● **Actions to take**:
**1)** According to the text on complex sentences, which subordinate conjunctions do adjective clauses use?
**2)** In the text on complex sentences, restate the paragraph that begins "An adjective clause is one of the three types" more briefly, keeping its main facts.
**3)** From the text on complex sentences, reproduce the part between "This adverbial clause" and "deserves a raise.", inclusive.

You don’t need a comma in the statement above because the second clause, “because I was happy,” is dependent. Instead, you can say:

  • I cried because I was happy.
  • Because I was happy, I cried.

The second sentence above shows that you can use a comma if the complex sentence starts with the subordinate clause. 

Learn how to use a comma after a fronted adverbial in your complex sentence. When the dependent clause is in front and serves as an adverb of time, place, or condition, it is acceptable to use a comma. Here are more examples:

  • If I were in their shoes, I would do the opposite. (The fronted adverbial, which is also a dependent clause, shows a condition.)
  • Once the food is prepared, the staff will call your name. (The adverb clause shows time.)

How to Form a Complex Sentence With an Adjective Clause

An adjective clause is one of the three types of clauses that function as dependent clauses. This type of clause modifies a word or a group of words in another clause of a sentence. These clauses use subordinate conjunctions that, who, which, and whom. Here’s an example:

He’s the teacher who gave me good grades.

“He’s the teacher” is the independent clause, while “who gave me good grades” is the dependent clause. The dependent clause modifies the noun “teacher.”

Forming a Complex Sentence with an Adverbial Clause

Adverbial clauses can start with conjunctions when, as, before, because, since, if, etc. These clauses modify an action, adjective, or another adverb in the sentence. Here’s an example:

I could not attend as I am ill.

This adverbial clause is a cause clause, with the dependent clause “as I am ill” modifying “could (not) attend.”

How to Form a Complex Sentence with a Noun Clause

Noun clauses are the last type of complex sentence clauses that function as one dependent clause. Here are some examples:

  • Whatever was added to that chicken was perfect.
  • Whoever made this spreadsheet deserves a raise.

Tips When Writing Complex Sentences

Remember the following tips when forming complex statements using dependent and independent clauses in writing.

Don’t Lose Sight of Your Main Idea

Punctuations and a comma combination can result in ever-longer statements. Even if your single sentence structure follows grammar rules, your primary thoughts may be unclear to your reader.

Avoid Run-On Sentences

A run-on sentence occurs when the writer does not correctly connect two clauses in a complex statement. This writing error is the equivalent of the comma splice error in the compound and compound-complex sentences.

Don’t forget the rules on commas and subordinating conjunctions so you can avoid these mistakes.

● **Data section**:
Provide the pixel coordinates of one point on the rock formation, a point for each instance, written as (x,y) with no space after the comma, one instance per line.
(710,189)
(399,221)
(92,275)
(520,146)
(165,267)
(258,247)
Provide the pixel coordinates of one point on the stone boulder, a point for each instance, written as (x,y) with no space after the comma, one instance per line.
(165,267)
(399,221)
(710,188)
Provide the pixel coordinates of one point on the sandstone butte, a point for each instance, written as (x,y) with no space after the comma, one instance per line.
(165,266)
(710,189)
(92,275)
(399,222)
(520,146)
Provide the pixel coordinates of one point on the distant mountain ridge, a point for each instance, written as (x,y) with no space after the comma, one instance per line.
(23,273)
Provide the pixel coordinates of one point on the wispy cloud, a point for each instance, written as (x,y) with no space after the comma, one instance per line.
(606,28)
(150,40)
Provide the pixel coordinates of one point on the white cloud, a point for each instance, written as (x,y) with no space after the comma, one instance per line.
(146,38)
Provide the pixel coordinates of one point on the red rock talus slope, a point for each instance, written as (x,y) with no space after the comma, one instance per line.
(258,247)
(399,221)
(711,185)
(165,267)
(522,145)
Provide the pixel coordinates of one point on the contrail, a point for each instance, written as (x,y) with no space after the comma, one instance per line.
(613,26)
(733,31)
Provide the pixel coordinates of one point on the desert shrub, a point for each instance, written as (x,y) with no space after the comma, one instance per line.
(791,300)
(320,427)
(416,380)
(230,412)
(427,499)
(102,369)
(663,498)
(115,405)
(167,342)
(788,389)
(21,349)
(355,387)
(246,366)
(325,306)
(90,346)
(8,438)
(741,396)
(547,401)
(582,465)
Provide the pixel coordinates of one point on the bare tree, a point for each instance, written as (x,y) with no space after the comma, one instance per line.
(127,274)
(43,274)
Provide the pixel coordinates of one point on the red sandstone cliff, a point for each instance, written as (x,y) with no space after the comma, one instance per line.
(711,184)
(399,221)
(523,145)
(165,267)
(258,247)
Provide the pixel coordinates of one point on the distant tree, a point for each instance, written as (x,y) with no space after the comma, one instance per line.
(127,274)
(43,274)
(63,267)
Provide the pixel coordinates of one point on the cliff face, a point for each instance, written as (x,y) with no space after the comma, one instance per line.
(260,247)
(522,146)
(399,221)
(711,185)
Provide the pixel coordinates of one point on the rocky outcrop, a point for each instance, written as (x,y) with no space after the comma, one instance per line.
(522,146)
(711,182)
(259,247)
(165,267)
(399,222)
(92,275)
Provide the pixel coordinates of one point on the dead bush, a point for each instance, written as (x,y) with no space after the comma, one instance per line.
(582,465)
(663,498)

● **Answers by item number**:
**1)** That, who, which, and whom.

**2)** An adjective clause is one of three types of dependent clauses. It modifies a word or group of words in another clause and uses the subordinate conjunctions that, who, which, and whom.

**3)**
This adverbial clause is a cause clause, with the dependent clause “as I am ill” modifying “could (not) attend.”

How to Form a Complex Sentence with a Noun Clause

Noun clauses are the last type of complex sentence clauses that function as one dependent clause. Here are some examples:

  • Whatever was added to that chicken was perfect.
  • Whoever made this spreadsheet deserves a raise.